Data extracts:
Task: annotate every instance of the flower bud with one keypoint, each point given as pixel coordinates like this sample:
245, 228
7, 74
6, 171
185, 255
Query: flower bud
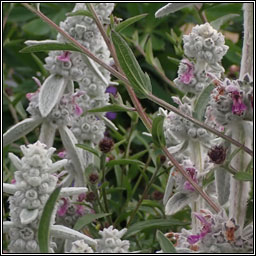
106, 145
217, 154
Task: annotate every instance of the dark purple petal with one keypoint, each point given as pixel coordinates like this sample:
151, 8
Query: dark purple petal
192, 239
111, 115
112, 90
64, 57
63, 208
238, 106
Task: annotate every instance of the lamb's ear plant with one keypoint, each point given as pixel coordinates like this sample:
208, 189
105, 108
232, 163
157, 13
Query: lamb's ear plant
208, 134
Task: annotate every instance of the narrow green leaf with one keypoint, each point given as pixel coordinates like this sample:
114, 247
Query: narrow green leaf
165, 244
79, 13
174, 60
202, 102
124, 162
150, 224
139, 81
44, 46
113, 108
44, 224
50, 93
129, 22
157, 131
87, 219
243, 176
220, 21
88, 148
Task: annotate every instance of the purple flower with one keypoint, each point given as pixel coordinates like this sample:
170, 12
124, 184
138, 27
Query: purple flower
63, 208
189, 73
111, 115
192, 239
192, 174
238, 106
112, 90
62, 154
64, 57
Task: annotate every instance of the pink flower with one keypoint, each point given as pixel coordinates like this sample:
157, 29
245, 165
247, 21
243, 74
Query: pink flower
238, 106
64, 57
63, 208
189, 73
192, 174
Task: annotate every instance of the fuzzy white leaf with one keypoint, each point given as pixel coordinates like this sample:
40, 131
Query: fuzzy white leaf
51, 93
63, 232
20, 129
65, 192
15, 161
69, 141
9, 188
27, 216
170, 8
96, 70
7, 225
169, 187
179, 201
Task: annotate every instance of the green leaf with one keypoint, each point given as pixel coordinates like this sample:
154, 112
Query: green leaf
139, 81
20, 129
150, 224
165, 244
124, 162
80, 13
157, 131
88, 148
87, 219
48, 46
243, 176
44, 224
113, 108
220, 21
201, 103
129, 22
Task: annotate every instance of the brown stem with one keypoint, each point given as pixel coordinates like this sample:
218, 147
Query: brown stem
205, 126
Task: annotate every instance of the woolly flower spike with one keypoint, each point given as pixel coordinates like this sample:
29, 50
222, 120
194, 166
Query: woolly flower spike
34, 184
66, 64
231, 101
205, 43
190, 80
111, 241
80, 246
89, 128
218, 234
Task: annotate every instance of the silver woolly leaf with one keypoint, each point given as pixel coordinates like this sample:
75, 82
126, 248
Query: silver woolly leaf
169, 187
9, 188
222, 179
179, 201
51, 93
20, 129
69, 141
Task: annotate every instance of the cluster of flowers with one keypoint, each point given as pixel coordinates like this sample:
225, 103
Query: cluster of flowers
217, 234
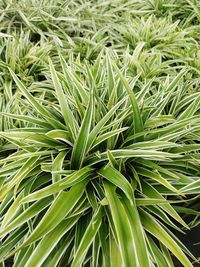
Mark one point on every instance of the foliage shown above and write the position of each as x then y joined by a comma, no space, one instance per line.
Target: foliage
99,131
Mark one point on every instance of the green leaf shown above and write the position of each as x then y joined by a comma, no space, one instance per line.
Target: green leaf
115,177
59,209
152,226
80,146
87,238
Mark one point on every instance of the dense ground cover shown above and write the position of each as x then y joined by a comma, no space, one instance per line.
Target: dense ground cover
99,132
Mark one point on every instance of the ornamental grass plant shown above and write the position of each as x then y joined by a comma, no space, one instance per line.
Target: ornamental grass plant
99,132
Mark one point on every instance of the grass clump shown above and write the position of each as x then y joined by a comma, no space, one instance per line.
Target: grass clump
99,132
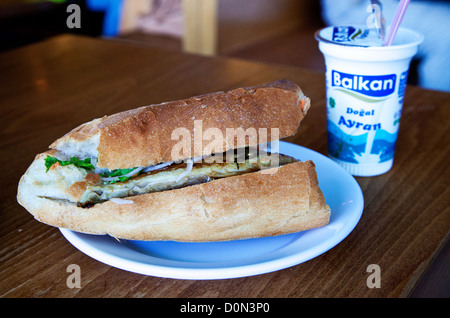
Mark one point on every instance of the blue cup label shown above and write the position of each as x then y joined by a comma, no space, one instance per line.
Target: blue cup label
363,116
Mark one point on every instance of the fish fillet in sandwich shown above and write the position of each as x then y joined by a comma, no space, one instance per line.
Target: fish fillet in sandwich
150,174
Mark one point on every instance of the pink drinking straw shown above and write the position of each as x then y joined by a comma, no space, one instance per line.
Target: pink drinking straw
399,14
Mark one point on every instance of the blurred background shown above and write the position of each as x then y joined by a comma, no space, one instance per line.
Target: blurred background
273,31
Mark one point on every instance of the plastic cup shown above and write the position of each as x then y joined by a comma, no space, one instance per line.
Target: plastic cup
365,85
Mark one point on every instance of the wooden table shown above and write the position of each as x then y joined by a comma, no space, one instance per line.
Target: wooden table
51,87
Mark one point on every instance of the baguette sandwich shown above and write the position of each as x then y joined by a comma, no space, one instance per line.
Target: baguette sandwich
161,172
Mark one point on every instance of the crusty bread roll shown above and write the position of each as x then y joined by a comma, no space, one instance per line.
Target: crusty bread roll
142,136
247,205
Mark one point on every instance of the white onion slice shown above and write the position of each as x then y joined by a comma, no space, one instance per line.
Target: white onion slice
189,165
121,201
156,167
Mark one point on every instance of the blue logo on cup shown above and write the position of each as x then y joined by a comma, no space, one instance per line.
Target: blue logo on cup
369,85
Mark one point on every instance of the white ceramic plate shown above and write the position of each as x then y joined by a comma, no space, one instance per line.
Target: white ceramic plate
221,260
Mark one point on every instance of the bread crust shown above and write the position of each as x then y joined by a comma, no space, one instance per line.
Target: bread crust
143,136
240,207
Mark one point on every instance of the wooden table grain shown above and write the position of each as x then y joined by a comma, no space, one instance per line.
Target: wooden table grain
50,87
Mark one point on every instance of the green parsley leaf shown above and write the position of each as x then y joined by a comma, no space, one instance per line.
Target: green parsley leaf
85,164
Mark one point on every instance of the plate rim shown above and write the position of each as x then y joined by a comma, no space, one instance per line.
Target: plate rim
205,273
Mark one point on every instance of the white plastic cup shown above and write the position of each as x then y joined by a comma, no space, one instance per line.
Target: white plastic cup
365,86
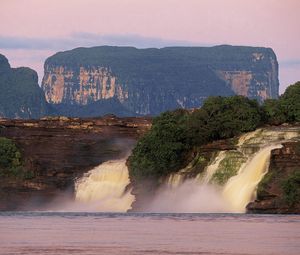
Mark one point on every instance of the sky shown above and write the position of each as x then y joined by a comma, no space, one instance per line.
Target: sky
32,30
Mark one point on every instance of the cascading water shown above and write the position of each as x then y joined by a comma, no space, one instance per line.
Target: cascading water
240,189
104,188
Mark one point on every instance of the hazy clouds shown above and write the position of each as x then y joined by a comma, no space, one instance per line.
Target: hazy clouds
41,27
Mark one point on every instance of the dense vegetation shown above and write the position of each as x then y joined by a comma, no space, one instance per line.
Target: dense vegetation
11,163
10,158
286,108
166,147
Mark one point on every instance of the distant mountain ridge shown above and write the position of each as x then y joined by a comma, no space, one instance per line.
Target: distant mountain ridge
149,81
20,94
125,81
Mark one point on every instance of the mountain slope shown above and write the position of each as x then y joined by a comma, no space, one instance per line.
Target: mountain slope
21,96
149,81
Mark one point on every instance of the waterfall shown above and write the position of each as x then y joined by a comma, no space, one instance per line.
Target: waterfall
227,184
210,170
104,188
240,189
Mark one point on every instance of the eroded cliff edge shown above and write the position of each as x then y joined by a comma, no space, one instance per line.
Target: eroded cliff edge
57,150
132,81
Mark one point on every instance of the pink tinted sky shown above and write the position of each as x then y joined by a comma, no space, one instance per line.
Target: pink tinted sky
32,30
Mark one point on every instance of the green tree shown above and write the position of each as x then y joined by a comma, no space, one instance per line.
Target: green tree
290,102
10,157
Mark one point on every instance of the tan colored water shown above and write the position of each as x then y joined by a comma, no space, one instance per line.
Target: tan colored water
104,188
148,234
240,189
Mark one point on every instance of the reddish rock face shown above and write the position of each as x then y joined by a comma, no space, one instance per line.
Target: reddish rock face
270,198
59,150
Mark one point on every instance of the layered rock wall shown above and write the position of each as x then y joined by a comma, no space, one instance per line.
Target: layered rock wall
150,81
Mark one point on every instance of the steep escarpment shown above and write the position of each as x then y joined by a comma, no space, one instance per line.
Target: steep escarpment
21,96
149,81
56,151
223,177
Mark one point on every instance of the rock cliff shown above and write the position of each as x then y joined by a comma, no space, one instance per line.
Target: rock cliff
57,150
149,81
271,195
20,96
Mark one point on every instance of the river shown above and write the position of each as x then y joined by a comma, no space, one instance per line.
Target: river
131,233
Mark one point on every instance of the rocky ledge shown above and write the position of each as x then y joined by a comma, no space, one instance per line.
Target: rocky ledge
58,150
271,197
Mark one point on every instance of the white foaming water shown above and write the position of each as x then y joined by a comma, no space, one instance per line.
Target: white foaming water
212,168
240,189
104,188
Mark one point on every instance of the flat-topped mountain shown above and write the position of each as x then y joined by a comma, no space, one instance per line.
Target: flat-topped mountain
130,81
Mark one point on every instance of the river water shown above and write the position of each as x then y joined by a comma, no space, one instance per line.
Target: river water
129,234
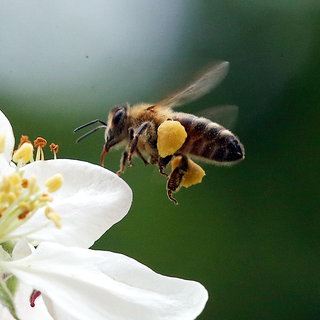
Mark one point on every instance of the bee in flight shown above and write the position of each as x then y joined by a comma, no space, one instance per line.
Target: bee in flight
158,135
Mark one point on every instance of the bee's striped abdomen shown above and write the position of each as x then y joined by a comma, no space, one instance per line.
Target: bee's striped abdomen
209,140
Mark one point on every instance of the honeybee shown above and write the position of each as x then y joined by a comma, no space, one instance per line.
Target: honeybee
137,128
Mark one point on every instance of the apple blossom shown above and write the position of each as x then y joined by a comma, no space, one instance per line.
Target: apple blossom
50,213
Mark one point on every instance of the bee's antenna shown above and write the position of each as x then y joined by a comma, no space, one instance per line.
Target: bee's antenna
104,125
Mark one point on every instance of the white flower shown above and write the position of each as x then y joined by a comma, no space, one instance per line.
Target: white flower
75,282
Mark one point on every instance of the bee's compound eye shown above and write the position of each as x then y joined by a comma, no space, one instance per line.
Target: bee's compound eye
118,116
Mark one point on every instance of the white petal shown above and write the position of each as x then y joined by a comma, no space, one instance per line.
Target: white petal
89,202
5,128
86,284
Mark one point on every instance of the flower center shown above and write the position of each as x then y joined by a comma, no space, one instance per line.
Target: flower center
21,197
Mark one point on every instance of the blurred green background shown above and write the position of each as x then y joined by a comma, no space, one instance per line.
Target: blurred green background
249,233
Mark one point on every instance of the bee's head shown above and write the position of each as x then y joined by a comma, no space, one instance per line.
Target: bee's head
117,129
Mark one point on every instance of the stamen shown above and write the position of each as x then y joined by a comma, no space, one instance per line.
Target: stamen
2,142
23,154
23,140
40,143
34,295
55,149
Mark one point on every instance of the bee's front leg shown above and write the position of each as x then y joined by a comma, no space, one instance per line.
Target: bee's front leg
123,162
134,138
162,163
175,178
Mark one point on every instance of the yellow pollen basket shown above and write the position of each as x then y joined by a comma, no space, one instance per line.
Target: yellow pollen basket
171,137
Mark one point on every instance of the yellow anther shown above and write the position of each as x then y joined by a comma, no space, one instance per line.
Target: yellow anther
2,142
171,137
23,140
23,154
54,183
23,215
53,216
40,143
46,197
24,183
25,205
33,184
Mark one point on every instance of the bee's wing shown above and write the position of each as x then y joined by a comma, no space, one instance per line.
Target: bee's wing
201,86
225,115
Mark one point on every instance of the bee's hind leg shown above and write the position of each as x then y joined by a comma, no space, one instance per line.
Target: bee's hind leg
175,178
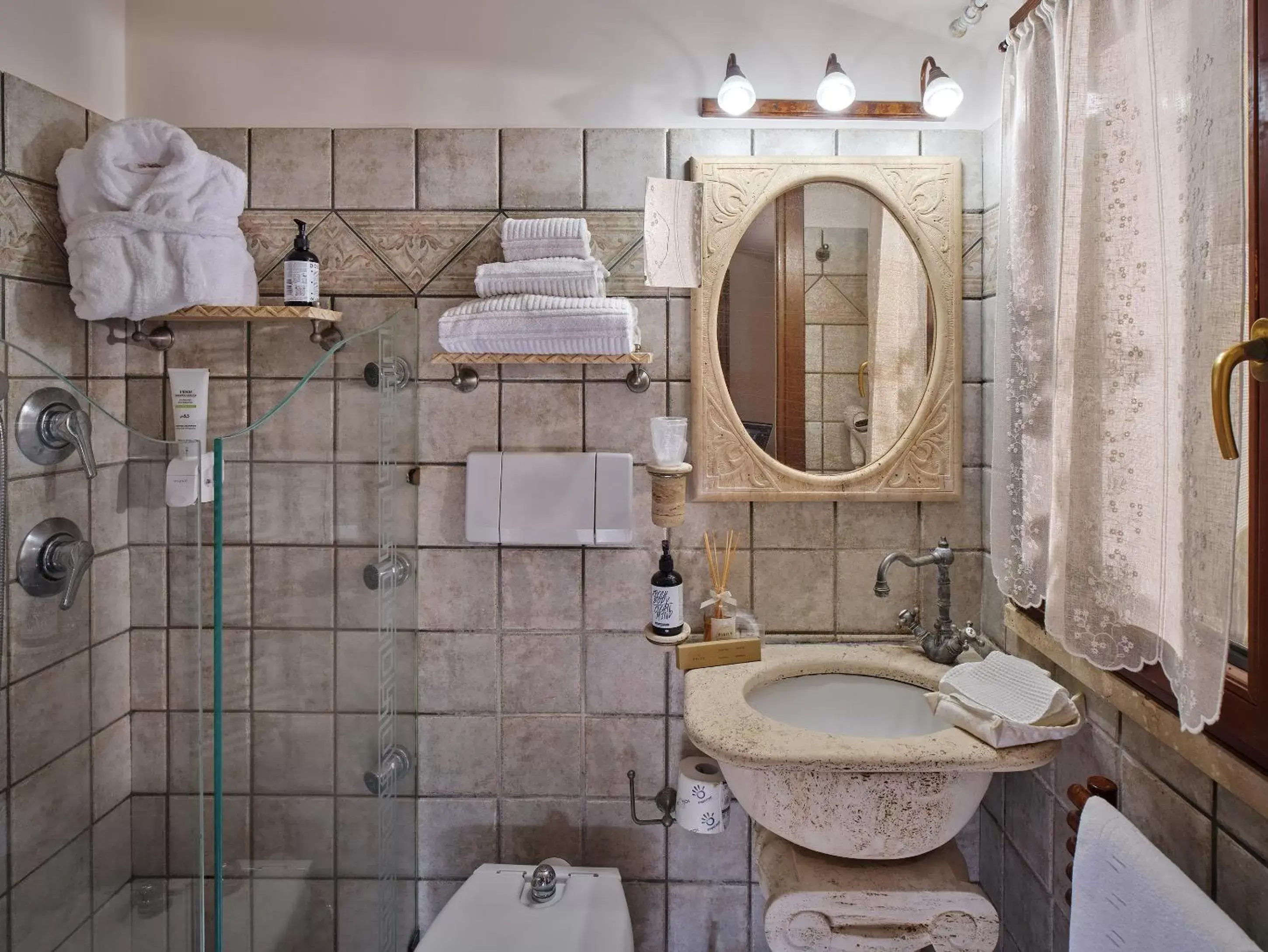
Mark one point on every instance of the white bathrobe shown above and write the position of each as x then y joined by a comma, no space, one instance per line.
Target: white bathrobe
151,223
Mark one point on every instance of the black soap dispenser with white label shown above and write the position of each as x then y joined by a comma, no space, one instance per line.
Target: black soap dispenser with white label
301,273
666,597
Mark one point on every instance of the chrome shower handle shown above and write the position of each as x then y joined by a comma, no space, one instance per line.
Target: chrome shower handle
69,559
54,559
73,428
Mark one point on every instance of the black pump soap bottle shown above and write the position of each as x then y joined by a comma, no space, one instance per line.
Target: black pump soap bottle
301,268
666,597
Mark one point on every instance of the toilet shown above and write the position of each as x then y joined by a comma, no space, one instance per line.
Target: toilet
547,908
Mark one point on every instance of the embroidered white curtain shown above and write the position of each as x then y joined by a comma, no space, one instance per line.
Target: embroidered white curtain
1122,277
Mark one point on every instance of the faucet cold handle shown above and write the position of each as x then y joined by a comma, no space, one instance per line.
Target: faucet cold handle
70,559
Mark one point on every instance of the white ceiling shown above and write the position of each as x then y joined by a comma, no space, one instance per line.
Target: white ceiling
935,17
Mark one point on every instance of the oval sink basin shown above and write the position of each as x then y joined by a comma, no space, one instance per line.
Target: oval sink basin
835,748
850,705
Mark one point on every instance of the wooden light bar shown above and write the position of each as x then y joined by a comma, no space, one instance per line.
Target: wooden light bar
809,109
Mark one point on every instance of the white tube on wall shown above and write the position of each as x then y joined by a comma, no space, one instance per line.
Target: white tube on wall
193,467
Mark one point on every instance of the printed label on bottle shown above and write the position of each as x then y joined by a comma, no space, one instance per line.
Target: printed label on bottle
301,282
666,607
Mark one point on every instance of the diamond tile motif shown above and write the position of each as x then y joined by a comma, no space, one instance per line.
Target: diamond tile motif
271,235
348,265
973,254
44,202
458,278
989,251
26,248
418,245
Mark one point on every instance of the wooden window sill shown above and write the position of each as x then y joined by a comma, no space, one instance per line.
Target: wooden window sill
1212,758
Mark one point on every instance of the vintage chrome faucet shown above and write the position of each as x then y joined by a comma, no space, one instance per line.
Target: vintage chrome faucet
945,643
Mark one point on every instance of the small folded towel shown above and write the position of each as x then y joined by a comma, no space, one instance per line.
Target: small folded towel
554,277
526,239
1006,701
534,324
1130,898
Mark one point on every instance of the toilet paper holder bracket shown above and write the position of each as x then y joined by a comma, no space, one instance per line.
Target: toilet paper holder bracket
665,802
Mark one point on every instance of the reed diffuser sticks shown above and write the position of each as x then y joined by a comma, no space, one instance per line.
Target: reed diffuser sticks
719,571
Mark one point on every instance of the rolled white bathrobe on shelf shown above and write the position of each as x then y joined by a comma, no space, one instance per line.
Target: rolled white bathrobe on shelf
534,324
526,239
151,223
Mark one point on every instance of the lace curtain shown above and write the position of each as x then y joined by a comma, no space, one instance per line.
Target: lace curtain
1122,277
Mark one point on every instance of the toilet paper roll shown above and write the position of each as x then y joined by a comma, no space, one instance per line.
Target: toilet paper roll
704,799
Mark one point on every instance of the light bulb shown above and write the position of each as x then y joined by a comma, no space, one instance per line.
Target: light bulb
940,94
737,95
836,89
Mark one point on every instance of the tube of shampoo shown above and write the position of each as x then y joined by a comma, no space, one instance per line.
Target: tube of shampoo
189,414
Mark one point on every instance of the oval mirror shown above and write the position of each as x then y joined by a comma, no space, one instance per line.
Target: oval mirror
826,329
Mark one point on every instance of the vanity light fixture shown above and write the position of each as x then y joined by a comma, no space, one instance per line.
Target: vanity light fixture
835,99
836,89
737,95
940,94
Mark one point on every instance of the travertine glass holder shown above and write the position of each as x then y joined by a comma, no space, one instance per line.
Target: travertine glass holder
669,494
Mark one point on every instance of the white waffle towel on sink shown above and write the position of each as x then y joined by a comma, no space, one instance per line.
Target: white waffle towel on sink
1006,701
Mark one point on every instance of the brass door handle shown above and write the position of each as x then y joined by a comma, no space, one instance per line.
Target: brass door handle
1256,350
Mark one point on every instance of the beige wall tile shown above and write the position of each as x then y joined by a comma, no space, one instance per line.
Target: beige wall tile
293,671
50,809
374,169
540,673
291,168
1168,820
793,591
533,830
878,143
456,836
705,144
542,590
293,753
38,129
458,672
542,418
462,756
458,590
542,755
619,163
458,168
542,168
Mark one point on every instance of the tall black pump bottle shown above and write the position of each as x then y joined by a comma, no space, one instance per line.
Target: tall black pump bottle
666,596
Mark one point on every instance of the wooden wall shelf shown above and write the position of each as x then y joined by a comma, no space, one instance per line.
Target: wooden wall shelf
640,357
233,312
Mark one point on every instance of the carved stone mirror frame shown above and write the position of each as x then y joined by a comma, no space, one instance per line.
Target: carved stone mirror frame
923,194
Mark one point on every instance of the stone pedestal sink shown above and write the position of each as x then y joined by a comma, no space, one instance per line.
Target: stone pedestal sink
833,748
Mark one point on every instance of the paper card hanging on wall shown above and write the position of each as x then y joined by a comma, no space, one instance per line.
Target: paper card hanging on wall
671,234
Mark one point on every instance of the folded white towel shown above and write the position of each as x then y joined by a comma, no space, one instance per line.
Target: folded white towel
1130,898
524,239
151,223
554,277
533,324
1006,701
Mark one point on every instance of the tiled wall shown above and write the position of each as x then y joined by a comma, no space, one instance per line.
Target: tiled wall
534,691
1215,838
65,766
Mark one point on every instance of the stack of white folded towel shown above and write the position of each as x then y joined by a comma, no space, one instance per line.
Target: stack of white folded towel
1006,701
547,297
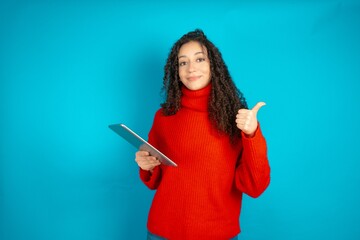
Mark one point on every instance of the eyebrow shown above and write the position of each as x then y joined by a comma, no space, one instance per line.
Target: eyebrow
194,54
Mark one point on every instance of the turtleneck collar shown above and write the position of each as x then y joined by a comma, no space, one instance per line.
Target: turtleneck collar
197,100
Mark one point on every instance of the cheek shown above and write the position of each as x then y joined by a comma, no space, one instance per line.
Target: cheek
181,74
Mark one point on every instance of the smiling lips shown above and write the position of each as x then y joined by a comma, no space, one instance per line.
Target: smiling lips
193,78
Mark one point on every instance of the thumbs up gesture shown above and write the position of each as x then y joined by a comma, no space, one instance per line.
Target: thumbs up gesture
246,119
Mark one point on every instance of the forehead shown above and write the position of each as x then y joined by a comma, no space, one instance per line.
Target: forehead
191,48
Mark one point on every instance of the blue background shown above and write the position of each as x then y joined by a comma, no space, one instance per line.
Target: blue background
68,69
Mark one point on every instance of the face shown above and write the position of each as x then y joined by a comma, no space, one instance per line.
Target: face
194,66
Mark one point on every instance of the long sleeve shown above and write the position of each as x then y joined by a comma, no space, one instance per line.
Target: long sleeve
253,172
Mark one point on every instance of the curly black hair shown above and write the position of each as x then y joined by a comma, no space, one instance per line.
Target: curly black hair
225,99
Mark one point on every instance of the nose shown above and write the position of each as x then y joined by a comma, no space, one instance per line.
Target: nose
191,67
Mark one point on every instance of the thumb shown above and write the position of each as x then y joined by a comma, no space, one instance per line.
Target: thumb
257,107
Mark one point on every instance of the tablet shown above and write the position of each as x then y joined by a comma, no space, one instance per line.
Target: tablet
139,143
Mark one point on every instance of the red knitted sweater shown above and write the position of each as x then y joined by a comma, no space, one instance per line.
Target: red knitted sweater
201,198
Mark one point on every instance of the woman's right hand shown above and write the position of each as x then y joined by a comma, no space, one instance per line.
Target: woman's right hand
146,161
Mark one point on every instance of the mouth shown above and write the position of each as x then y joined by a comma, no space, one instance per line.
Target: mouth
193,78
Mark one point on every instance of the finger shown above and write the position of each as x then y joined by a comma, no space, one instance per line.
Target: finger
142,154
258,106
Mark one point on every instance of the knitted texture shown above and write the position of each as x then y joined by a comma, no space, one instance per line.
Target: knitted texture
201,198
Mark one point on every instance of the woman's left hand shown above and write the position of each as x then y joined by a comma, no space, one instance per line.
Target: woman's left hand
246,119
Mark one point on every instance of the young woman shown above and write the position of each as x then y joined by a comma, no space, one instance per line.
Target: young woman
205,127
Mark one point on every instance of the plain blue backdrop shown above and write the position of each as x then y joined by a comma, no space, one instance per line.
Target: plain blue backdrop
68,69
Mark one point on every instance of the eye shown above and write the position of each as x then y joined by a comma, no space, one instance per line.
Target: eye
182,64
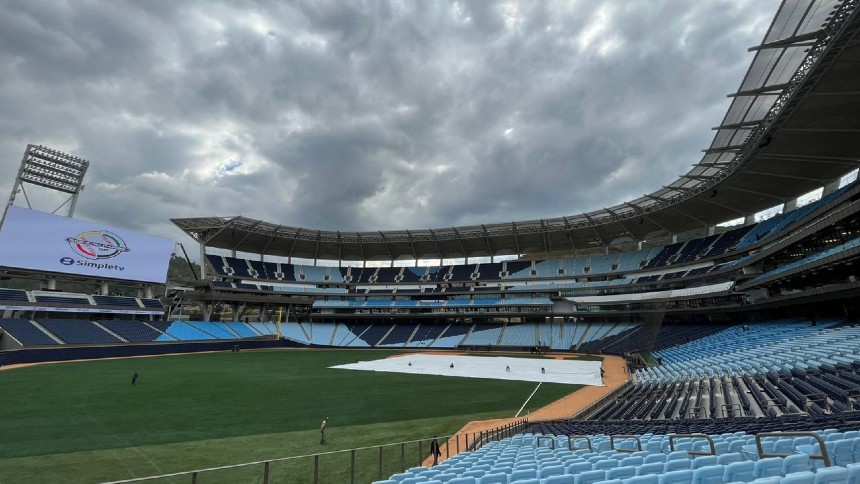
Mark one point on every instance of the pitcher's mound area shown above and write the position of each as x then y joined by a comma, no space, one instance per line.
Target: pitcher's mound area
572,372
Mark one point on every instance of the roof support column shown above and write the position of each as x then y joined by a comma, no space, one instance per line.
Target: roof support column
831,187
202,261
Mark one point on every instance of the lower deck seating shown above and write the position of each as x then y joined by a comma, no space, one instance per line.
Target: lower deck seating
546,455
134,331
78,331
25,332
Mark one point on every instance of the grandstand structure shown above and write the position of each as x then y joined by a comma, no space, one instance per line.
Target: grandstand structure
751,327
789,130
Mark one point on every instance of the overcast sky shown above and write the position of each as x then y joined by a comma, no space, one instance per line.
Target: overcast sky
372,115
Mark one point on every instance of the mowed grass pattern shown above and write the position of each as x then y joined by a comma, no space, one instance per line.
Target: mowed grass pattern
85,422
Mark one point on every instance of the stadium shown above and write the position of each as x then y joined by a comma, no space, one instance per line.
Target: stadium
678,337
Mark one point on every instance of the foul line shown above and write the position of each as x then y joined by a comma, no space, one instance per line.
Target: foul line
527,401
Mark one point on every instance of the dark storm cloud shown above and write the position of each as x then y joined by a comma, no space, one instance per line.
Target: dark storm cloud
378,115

Work order: All that should be written out is the stretch of lines above between the one holding "Target: bee's head" and the one holding "Mark one point on every instance of the yellow anther", inclusive, exactly as given.

Answer for the task:
Target: bee's head
117,129
Mark one point on every instance of the stamen shown above and write the position of each as x then y joined by a comma, no space, one instance per line.
Target: stamen
2,142
23,154
23,140
40,143
34,295
55,149
Mark one point on every instance of the bee's front leg shown above and write the position of each as x then y joined by a comma, no space, one instance per line.
Target: bee's front leg
123,162
134,138
162,163
175,178
Mark one point on every instance of the yellow pollen basket shown above and write the position of each as x then y joined by a comma, no space, one instance per line.
Target: yellow pollen basket
171,137
Mark one point on every instance of the yellow anther shown above and write the position of each as x then y joined by a comma, no space, one instance per line.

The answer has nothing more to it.